TEXTO PARA LEER:
Nació el año 1568 cerca de Mantua, en Lombardía, hijo de los príncipes de Castiglione. Su madre lo educó cristianamente y muy pronto dio indicios de su inclinación a la vida religiosa: a los siete años, además de las oraciones matinales y vespertinas, comenzó a recitar el oficio de Nuestra Señora. La entrega a Dios, por manos de María, a tan temprana edad, y con tanto fervor y amor, llevó a su director espiritual, San Roberto Belarmino y a tres de sus confesores, que nunca, en toda su vida, cometió un pecado mortal[1]. Debido a su condición de perteneciente a la nobleza, debía presentarse con frecuencia en la corte del gran ducado, en donde, según un historiador, debía tratar con individuos que “formaban una sociedad para el fraude, el vicio, el crimen, el veneno y la lujuria en su peor especie”. Sin embargo, San Luis Gonzaga, en vez de sucumbir a la tentación de “ser uno más” en la perversión, degradándose en su hombría y en su condición de hijo de Dios, no solo se mantuvo en su estado de gracia, sino que lo acrecentó notablemente, “negándose a sí mismo” para “seguir a Cristo” día a día, por medio de la virtud y en la castidad.
El círculo en el que se movía San Luis Gonzaga, lleno de perversión y lujuria, correspondería, en nuestros días, a los grupos de jóvenes que se intercambian videos eróticos por el sistema de mensajería instantánea, a través de los celulares: el santo no aceptaría ni siquiera pasivamente formar parte de ese grupo, es decir, no aceptaría formar parte de ese grupo ni siquiera con la condición de recibir dichos videos pero no compartirlos a su vez; lo que haría San Luis Gonzaga, sería directamente no formar parte del grupo. También evitaría las conversaciones y las bromas de doble sentido, puesto que constituyen la ocasión próxima para pecar mortalmente, sino son ya en sí mismas, pecado mortal.

Registros de datos:
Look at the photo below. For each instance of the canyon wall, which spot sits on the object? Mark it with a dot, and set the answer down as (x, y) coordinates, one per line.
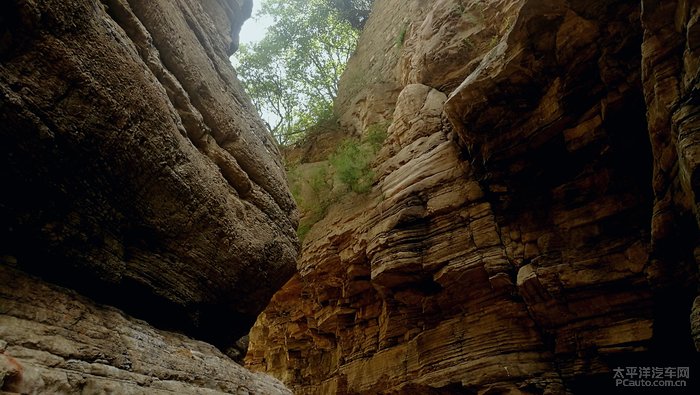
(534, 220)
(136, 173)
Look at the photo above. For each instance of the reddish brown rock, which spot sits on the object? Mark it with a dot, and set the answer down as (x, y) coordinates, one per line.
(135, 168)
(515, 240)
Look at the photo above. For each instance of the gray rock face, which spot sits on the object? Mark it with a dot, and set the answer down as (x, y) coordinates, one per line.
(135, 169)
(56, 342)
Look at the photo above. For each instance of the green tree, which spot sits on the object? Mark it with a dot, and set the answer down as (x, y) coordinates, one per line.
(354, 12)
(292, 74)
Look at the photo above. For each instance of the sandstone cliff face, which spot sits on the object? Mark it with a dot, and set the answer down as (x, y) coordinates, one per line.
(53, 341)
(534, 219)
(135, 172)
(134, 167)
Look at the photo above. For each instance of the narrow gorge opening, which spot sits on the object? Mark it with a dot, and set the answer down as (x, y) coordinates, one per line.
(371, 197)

TAREAS A REALIZAR:
1) Copia de nuevo las líneas de los registros que van desde la que contiene "Look at the photo above. For each instance of the green" hasta el final de los registros, ambas incluidas, y sustituye "instance" por "occurrence" sin cambiar nada más. Entrega solo esas líneas.
2) Sigue escribiendo el texto sobre San Luis Gonzaga a partir de su última oración.

RESPUESTAS:
1)
Look at the photo above. For each occurrence of the green tree, which spot sits on the object? Mark it with a dot, and set the answer down as (x, y) coordinates, one per line.
(354, 12)
(292, 74)
Look at the photo above. For each occurrence of the sandstone cliff face, which spot sits on the object? Mark it with a dot, and set the answer down as (x, y) coordinates, one per line.
(53, 341)
(534, 219)
(135, 172)
(134, 167)
Look at the photo above. For each occurrence of the narrow gorge opening, which spot sits on the object? Mark it with a dot, and set the answer down as (x, y) coordinates, one per line.
(371, 197)

2)
San Luis Gonzaga, para no ceder a la tentación, se sometía voluntariamente a una rigurosa disciplina, realizando ayunos, rezando y pidiendo la gracia de la santa pureza, todo con el fin de no solo no pecar mortalmente, sino de imitar a Jesús, el Cordero Inmaculado, en su pureza, porque la pureza, tanto corporal como espiritual –es decir, la pureza de la fe-, es una expresión, en el alma humana, de la perfección del Ser trinitario de Dios, que es la Pureza en sí misma.
De esta manera, con su lucha ascética y mística por no solo combatir la tentación de la impureza, sino por imitar a Jesucristo en su pureza inmaculada, San Luis Gonzaga ofrece, a los jóvenes de nuestros días, el verdadero ejemplo del varón, porque es varón verdaderamente no quien se deja arrastrar por cuanta tentación se le cruce, sino que es varón –hombre viril-, quien, asistido por la gracia, tiene como horizonte de su alma imitar la pureza de cuerpo y alma de los Sagrados Corazones de Jesús y María.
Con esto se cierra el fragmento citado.